● **Exercise prompt**
Please reproduce the passage on channeling between "experiences], his body" and "from channeling him.", inclusive, word for word.

**** Selected text

Exactly what is it? Jon Klimo, author of a sympathetic yet thorough

survey of channeling, says it “is a phenomenon in which otherwise

ordinary people seem to let themselves be taken over by, or in other

ways receive messages from, another personality who uses them as a

conduit, medium, or channel for the communication — hence the term

medium or channel.” [2]

 

One of the more popular channelers is J.Z. (Judy Zebra) Knight. She

channels Ramtha, also known as “the Ram,” supposedly a 35,000-year-old

being from Atlantis who invented the practice of war. I like Martin

Gardner’s summary of Ramtha’s story: “Slowly he came to realize that he

himself was part of the God he hated. After 63 OBEs [out-of-body

experiences], his body vibrating faster than light, he became one with

the wind. On the side of Mount Indus, in Tibet, free of weight, he

ascended into the Seventh Heaven, where he and God became one. He is

now part of an ‘unseen brotherhood’ of superbeings who love us and hear

our prayers.” [3] Ramtha has made Knight a millionairess several times

over; she, in turn, has had Ramtha’s name copyrighted to prevent anyone

else from channeling him.

********
**** Recorded data

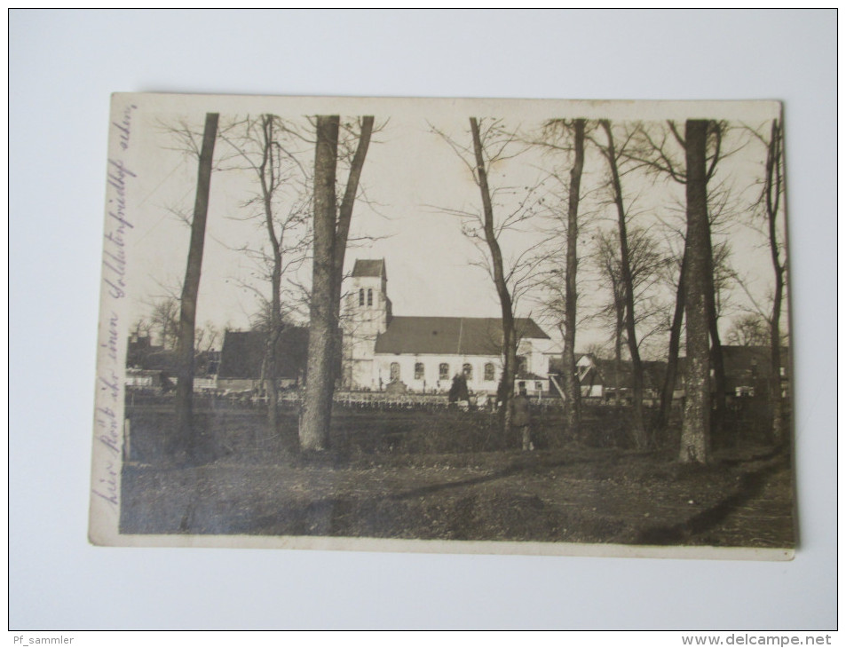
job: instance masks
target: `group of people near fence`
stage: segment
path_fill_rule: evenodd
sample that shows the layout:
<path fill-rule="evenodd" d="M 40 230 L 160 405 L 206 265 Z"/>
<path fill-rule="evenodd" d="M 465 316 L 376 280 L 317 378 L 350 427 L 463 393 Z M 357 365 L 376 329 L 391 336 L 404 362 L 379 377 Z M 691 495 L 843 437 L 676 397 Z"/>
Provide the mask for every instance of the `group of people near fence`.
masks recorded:
<path fill-rule="evenodd" d="M 467 378 L 463 374 L 456 374 L 453 378 L 453 384 L 449 389 L 449 404 L 462 409 L 469 409 L 470 402 L 470 391 L 467 389 Z M 476 395 L 476 408 L 495 411 L 502 405 L 503 399 L 497 394 L 495 401 L 488 399 L 487 392 L 480 391 Z M 519 393 L 511 399 L 511 424 L 519 430 L 524 451 L 534 449 L 532 442 L 532 410 L 528 393 L 526 387 L 520 387 Z"/>

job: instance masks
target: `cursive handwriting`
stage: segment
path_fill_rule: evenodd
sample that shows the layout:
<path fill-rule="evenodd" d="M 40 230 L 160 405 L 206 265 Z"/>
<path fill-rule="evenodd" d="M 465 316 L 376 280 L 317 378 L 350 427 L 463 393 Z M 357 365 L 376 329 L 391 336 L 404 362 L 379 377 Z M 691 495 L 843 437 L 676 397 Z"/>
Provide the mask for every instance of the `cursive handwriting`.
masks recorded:
<path fill-rule="evenodd" d="M 109 157 L 107 167 L 106 226 L 103 233 L 103 290 L 105 301 L 99 339 L 99 374 L 97 385 L 94 443 L 101 448 L 95 462 L 91 486 L 93 496 L 108 502 L 113 512 L 120 509 L 120 465 L 123 429 L 123 373 L 121 344 L 121 309 L 117 301 L 126 296 L 128 264 L 127 234 L 134 229 L 130 218 L 128 196 L 138 178 L 128 168 L 123 154 L 132 140 L 132 117 L 137 107 L 124 107 L 112 122 L 113 141 L 119 151 Z M 113 151 L 117 149 L 113 148 Z"/>
<path fill-rule="evenodd" d="M 121 149 L 128 151 L 130 149 L 130 136 L 132 129 L 132 111 L 138 108 L 138 106 L 132 104 L 123 109 L 123 115 L 120 122 L 112 122 L 112 125 L 117 129 L 119 133 L 119 142 Z"/>

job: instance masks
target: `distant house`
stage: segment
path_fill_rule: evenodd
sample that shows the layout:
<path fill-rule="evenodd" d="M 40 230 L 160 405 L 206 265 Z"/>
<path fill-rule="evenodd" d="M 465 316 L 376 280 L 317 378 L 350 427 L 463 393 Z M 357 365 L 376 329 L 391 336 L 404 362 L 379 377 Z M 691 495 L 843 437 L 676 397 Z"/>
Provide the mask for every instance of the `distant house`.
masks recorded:
<path fill-rule="evenodd" d="M 355 262 L 344 304 L 344 383 L 383 391 L 402 383 L 413 391 L 447 391 L 463 374 L 474 391 L 495 392 L 502 373 L 502 324 L 498 318 L 395 316 L 383 259 Z M 550 336 L 517 318 L 520 365 L 517 385 L 531 394 L 550 389 Z"/>
<path fill-rule="evenodd" d="M 226 331 L 217 367 L 217 389 L 241 391 L 259 386 L 265 360 L 265 334 Z M 289 327 L 276 344 L 276 374 L 281 386 L 299 384 L 305 376 L 308 328 Z"/>
<path fill-rule="evenodd" d="M 220 352 L 204 351 L 194 356 L 194 390 L 214 386 Z M 151 343 L 149 336 L 130 336 L 126 347 L 126 385 L 168 391 L 176 383 L 177 357 L 172 349 Z"/>
<path fill-rule="evenodd" d="M 723 346 L 723 365 L 725 368 L 725 393 L 734 398 L 765 396 L 772 375 L 769 346 Z M 782 396 L 787 396 L 788 351 L 781 348 L 779 374 Z"/>

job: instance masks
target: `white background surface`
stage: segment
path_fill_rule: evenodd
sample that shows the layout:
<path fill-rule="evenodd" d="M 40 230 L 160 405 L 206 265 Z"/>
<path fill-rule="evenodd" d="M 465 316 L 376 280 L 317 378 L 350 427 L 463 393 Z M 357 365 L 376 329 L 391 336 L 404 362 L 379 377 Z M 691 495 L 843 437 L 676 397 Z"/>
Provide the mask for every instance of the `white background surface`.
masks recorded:
<path fill-rule="evenodd" d="M 835 20 L 833 11 L 12 12 L 10 628 L 834 628 Z M 117 91 L 784 100 L 795 560 L 89 546 Z"/>

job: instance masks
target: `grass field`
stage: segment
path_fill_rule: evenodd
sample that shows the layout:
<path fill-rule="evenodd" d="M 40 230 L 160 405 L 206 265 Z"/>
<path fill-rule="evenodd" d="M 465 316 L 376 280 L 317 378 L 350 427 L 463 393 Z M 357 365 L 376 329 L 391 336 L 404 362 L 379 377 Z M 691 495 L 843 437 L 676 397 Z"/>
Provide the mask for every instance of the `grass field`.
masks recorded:
<path fill-rule="evenodd" d="M 251 533 L 787 548 L 789 459 L 740 439 L 713 465 L 629 447 L 623 417 L 586 413 L 580 439 L 536 419 L 516 449 L 488 414 L 340 411 L 333 450 L 286 447 L 293 412 L 269 433 L 260 412 L 201 412 L 209 461 L 179 468 L 163 448 L 169 408 L 130 407 L 124 533 Z"/>

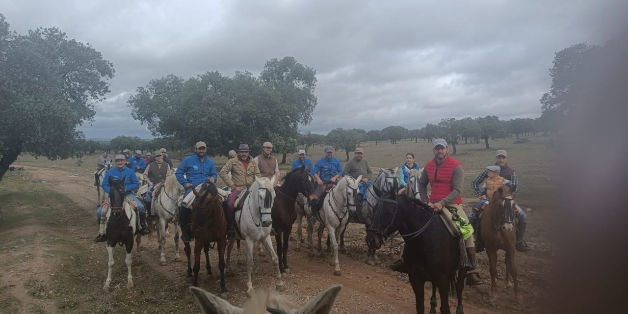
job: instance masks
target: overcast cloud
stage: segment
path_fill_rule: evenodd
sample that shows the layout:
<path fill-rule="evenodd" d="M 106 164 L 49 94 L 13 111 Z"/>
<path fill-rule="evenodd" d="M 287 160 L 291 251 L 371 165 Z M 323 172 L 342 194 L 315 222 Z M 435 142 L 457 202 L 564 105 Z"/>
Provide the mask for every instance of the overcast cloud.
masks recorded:
<path fill-rule="evenodd" d="M 89 138 L 150 138 L 129 95 L 153 78 L 218 70 L 258 75 L 293 56 L 318 79 L 301 131 L 409 129 L 441 118 L 536 117 L 554 53 L 619 31 L 627 1 L 13 1 L 0 13 L 20 33 L 56 26 L 114 63 Z"/>

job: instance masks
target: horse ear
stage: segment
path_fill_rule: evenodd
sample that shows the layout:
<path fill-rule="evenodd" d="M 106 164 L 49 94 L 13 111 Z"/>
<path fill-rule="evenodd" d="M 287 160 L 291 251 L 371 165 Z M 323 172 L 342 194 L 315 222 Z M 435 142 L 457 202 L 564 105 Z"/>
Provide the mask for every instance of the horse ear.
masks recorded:
<path fill-rule="evenodd" d="M 194 295 L 194 298 L 196 299 L 201 310 L 205 314 L 244 313 L 243 309 L 234 306 L 226 300 L 221 299 L 200 288 L 190 287 L 190 291 Z"/>
<path fill-rule="evenodd" d="M 338 294 L 342 289 L 342 286 L 335 284 L 326 289 L 318 295 L 305 303 L 298 311 L 299 314 L 327 314 L 333 310 L 333 303 L 338 298 Z"/>

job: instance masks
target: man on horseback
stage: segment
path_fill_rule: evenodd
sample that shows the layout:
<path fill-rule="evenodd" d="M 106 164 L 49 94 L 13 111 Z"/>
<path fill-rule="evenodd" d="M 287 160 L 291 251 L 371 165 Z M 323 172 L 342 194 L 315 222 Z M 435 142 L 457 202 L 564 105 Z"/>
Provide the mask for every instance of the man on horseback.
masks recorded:
<path fill-rule="evenodd" d="M 305 157 L 305 151 L 300 149 L 299 157 L 292 162 L 292 168 L 290 169 L 290 171 L 291 171 L 295 169 L 301 167 L 305 167 L 305 169 L 311 169 L 313 168 L 313 166 L 312 165 L 312 160 Z"/>
<path fill-rule="evenodd" d="M 360 195 L 364 200 L 366 199 L 366 189 L 372 182 L 371 181 L 371 176 L 373 171 L 371 170 L 369 162 L 364 158 L 364 149 L 362 148 L 357 148 L 354 152 L 354 158 L 349 160 L 345 165 L 344 173 L 351 176 L 352 178 L 357 180 L 357 177 L 362 176 L 362 181 L 358 183 Z"/>
<path fill-rule="evenodd" d="M 116 155 L 116 168 L 107 171 L 105 178 L 102 180 L 102 190 L 106 193 L 109 193 L 111 189 L 109 187 L 109 178 L 112 177 L 116 180 L 124 178 L 124 190 L 126 191 L 126 197 L 131 198 L 135 203 L 139 212 L 139 220 L 141 229 L 139 233 L 142 235 L 148 234 L 148 229 L 146 227 L 146 210 L 144 207 L 144 203 L 139 198 L 133 195 L 133 190 L 139 187 L 139 182 L 138 177 L 135 176 L 135 173 L 125 166 L 126 158 L 124 155 Z M 105 221 L 107 217 L 107 212 L 109 207 L 100 206 L 98 208 L 97 214 L 99 217 L 100 230 L 98 237 L 94 240 L 96 242 L 105 242 L 107 241 L 107 235 L 105 234 Z"/>
<path fill-rule="evenodd" d="M 146 190 L 146 194 L 144 196 L 146 201 L 146 207 L 148 212 L 149 220 L 151 218 L 151 200 L 153 198 L 153 188 L 155 185 L 163 182 L 166 180 L 166 175 L 168 171 L 171 171 L 170 165 L 165 163 L 163 156 L 161 154 L 155 154 L 155 161 L 151 163 L 144 170 L 144 177 L 146 178 L 146 183 L 148 185 L 148 189 Z"/>
<path fill-rule="evenodd" d="M 519 190 L 519 178 L 514 170 L 508 166 L 508 152 L 505 149 L 498 150 L 495 159 L 495 165 L 499 166 L 499 176 L 510 181 L 511 185 L 514 187 L 512 196 L 516 196 Z M 471 182 L 471 187 L 480 199 L 481 192 L 479 187 L 488 177 L 487 171 L 485 170 Z M 517 252 L 527 252 L 530 251 L 530 247 L 524 241 L 523 237 L 526 234 L 526 227 L 528 225 L 528 214 L 519 205 L 515 204 L 514 207 L 515 216 L 517 217 L 517 244 L 515 245 L 515 248 Z"/>
<path fill-rule="evenodd" d="M 207 155 L 207 145 L 205 142 L 197 142 L 194 150 L 195 153 L 181 161 L 175 173 L 177 181 L 185 188 L 184 198 L 198 185 L 203 183 L 214 183 L 218 178 L 216 165 Z M 190 209 L 181 204 L 179 208 L 179 222 L 182 234 L 181 240 L 184 242 L 192 239 L 191 217 Z"/>
<path fill-rule="evenodd" d="M 333 148 L 325 146 L 325 156 L 318 160 L 310 170 L 310 173 L 316 179 L 317 186 L 315 192 L 318 200 L 321 199 L 323 192 L 336 184 L 336 181 L 342 176 L 342 165 L 338 158 L 333 156 Z M 316 217 L 322 202 L 320 200 L 313 204 L 312 217 Z"/>
<path fill-rule="evenodd" d="M 230 239 L 233 239 L 235 236 L 234 221 L 236 218 L 234 207 L 236 200 L 243 190 L 249 188 L 255 183 L 256 176 L 261 176 L 257 163 L 253 161 L 250 154 L 249 144 L 241 144 L 237 158 L 227 161 L 227 163 L 220 170 L 220 178 L 231 188 L 231 193 L 229 194 L 229 199 L 227 202 L 227 236 Z M 230 177 L 229 172 L 231 173 Z"/>
<path fill-rule="evenodd" d="M 464 183 L 465 170 L 460 161 L 449 156 L 447 142 L 440 138 L 434 140 L 432 151 L 434 159 L 425 164 L 425 173 L 419 178 L 418 186 L 421 199 L 430 205 L 435 212 L 441 212 L 453 222 L 454 214 L 462 219 L 460 225 L 468 224 L 468 219 L 462 208 L 462 186 Z M 431 187 L 431 194 L 428 198 L 428 184 Z M 430 200 L 429 203 L 425 200 Z M 451 209 L 450 209 L 451 208 Z M 443 210 L 443 209 L 445 209 Z M 453 222 L 455 225 L 455 222 Z M 462 230 L 461 230 L 462 231 Z M 461 232 L 461 236 L 463 236 Z M 467 256 L 470 264 L 467 284 L 470 286 L 484 283 L 475 269 L 475 247 L 472 234 L 467 234 L 465 239 Z M 397 271 L 403 271 L 403 260 L 391 268 Z"/>
<path fill-rule="evenodd" d="M 279 183 L 279 163 L 277 158 L 273 156 L 273 144 L 264 142 L 262 144 L 262 149 L 263 153 L 255 158 L 255 162 L 257 163 L 262 176 L 271 179 L 274 176 L 274 185 L 276 187 Z"/>
<path fill-rule="evenodd" d="M 102 156 L 98 158 L 98 163 L 96 165 L 98 166 L 98 170 L 100 170 L 100 169 L 102 169 L 106 166 L 107 166 L 107 164 L 111 164 L 111 157 L 109 156 L 109 152 L 105 151 L 102 153 Z M 98 170 L 96 170 L 96 172 L 94 173 L 94 187 L 98 187 L 99 185 L 98 176 L 99 175 L 99 173 L 100 171 L 99 171 Z"/>

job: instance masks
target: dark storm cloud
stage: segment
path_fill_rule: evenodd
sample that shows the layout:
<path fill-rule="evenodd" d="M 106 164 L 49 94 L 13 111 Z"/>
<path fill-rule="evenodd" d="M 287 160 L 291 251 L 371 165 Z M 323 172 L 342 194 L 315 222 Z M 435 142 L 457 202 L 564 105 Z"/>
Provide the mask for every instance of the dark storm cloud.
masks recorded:
<path fill-rule="evenodd" d="M 4 2 L 4 1 L 3 1 Z M 152 78 L 259 73 L 291 55 L 315 68 L 318 106 L 301 129 L 421 127 L 441 118 L 534 117 L 555 51 L 603 44 L 620 1 L 21 1 L 13 29 L 57 26 L 114 63 L 90 138 L 150 137 L 129 95 Z"/>

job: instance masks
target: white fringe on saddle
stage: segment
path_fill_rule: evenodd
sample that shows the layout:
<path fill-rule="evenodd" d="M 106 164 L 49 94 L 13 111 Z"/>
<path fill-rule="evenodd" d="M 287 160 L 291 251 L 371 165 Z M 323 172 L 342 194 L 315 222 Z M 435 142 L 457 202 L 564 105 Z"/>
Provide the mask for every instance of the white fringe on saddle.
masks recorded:
<path fill-rule="evenodd" d="M 194 190 L 196 190 L 197 192 L 198 192 L 199 190 L 200 190 L 201 185 L 202 185 L 202 184 L 197 185 L 197 187 L 194 188 Z M 222 188 L 218 189 L 218 197 L 220 200 L 220 202 L 225 202 L 225 200 L 227 200 L 227 198 L 229 198 L 229 194 L 230 193 L 231 193 L 230 192 L 225 191 Z M 196 200 L 196 195 L 195 195 L 193 193 L 188 193 L 188 195 L 186 196 L 185 198 L 183 198 L 183 195 L 180 197 L 180 199 L 181 200 L 179 203 L 180 203 L 181 205 L 182 205 L 184 207 L 187 208 L 192 207 L 192 204 L 194 203 L 194 200 Z"/>

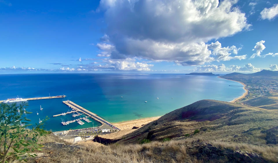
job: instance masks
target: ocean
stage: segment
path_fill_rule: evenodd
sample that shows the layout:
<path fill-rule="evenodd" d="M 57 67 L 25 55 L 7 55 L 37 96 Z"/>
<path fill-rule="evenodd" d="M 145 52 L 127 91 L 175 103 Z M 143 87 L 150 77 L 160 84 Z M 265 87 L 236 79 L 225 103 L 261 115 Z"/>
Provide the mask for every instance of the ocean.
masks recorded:
<path fill-rule="evenodd" d="M 56 131 L 92 127 L 93 123 L 94 127 L 100 125 L 91 119 L 92 122 L 83 121 L 82 125 L 75 122 L 63 126 L 61 118 L 65 121 L 78 118 L 71 114 L 53 117 L 70 109 L 63 100 L 73 101 L 113 123 L 162 116 L 202 99 L 230 101 L 244 92 L 242 88 L 231 85 L 242 85 L 215 76 L 184 74 L 5 74 L 0 75 L 0 100 L 18 95 L 23 98 L 49 94 L 67 96 L 27 103 L 26 110 L 33 112 L 26 115 L 31 123 L 38 123 L 39 118 L 47 116 L 45 128 Z"/>

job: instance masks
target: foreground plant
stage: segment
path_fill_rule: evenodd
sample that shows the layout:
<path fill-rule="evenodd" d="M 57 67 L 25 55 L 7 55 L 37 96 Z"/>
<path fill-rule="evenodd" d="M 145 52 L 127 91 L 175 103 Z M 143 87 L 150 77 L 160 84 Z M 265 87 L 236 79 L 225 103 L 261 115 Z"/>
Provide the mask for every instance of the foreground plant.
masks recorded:
<path fill-rule="evenodd" d="M 41 150 L 40 148 L 43 145 L 38 140 L 49 133 L 43 126 L 48 118 L 32 129 L 26 129 L 32 125 L 28 122 L 31 120 L 25 116 L 32 113 L 25 110 L 27 106 L 25 103 L 19 106 L 16 103 L 0 104 L 0 162 L 14 158 L 26 160 L 28 156 L 36 156 L 36 151 Z"/>

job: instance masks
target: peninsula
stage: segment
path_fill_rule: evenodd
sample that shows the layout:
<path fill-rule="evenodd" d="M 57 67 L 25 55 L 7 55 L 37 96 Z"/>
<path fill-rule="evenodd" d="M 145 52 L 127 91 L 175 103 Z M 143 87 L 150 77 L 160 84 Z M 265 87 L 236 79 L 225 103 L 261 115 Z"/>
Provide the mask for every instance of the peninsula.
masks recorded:
<path fill-rule="evenodd" d="M 186 75 L 202 75 L 205 76 L 219 76 L 219 75 L 215 75 L 212 73 L 191 73 L 189 74 L 186 74 Z"/>

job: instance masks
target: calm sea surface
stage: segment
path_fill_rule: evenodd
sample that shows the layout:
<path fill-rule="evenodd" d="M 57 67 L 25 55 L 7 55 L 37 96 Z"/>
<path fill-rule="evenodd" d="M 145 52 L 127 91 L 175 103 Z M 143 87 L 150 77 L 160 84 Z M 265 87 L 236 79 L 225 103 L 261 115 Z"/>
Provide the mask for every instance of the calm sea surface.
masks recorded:
<path fill-rule="evenodd" d="M 0 75 L 0 99 L 17 95 L 22 98 L 48 96 L 49 93 L 66 95 L 64 99 L 27 101 L 27 110 L 33 113 L 27 116 L 32 123 L 47 116 L 50 119 L 45 128 L 54 131 L 93 126 L 92 123 L 84 121 L 82 126 L 76 122 L 63 126 L 61 118 L 65 121 L 78 118 L 71 114 L 53 117 L 68 111 L 63 100 L 71 100 L 113 123 L 163 115 L 203 99 L 230 101 L 244 92 L 242 88 L 230 85 L 241 85 L 216 76 L 178 74 L 3 75 Z M 91 120 L 95 127 L 100 125 Z"/>

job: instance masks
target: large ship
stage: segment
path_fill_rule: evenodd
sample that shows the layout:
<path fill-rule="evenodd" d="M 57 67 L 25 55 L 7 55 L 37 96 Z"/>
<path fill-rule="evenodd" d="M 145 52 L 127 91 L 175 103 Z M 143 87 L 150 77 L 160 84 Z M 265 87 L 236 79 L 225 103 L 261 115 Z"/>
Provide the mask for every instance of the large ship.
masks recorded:
<path fill-rule="evenodd" d="M 3 101 L 3 103 L 12 103 L 13 102 L 19 102 L 25 101 L 27 101 L 26 99 L 24 99 L 22 98 L 19 98 L 18 96 L 16 99 L 8 99 Z"/>

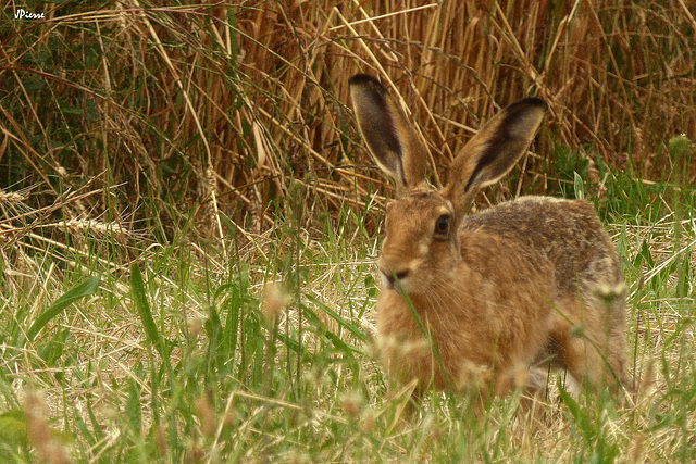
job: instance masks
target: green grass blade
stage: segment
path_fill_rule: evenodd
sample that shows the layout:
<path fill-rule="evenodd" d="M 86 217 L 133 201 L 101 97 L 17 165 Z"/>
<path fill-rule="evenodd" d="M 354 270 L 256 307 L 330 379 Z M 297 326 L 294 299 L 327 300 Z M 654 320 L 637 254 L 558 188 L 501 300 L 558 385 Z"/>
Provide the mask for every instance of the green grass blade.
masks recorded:
<path fill-rule="evenodd" d="M 99 288 L 99 283 L 101 281 L 101 277 L 96 276 L 91 277 L 84 283 L 71 288 L 67 290 L 61 298 L 55 300 L 53 304 L 51 304 L 48 310 L 44 311 L 41 315 L 34 321 L 32 327 L 26 333 L 26 338 L 28 341 L 33 341 L 34 337 L 48 324 L 53 317 L 58 316 L 63 310 L 70 306 L 75 301 L 88 297 L 92 294 Z"/>
<path fill-rule="evenodd" d="M 157 351 L 160 352 L 162 358 L 166 358 L 162 352 L 163 347 L 161 343 L 160 333 L 158 331 L 157 325 L 154 325 L 154 319 L 152 318 L 150 303 L 148 303 L 148 299 L 145 293 L 142 274 L 140 273 L 140 266 L 138 266 L 137 263 L 134 263 L 130 267 L 130 291 L 133 292 L 133 300 L 135 301 L 135 306 L 138 310 L 140 321 L 142 321 L 142 327 L 145 327 L 145 334 L 148 337 L 148 340 L 150 340 Z"/>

********

● **Result of the task**
experiences], his body vibrating faster than light, he became one with

the wind. On the side of Mount Indus, in Tibet, free of weight, he

ascended into the Seventh Heaven, where he and God became one. He is

now part of an ‘unseen brotherhood’ of superbeings who love us and hear

our prayers.” [3] Ramtha has made Knight a millionairess several times

over; she, in turn, has had Ramtha’s name copyrighted to prevent anyone

else from channeling him.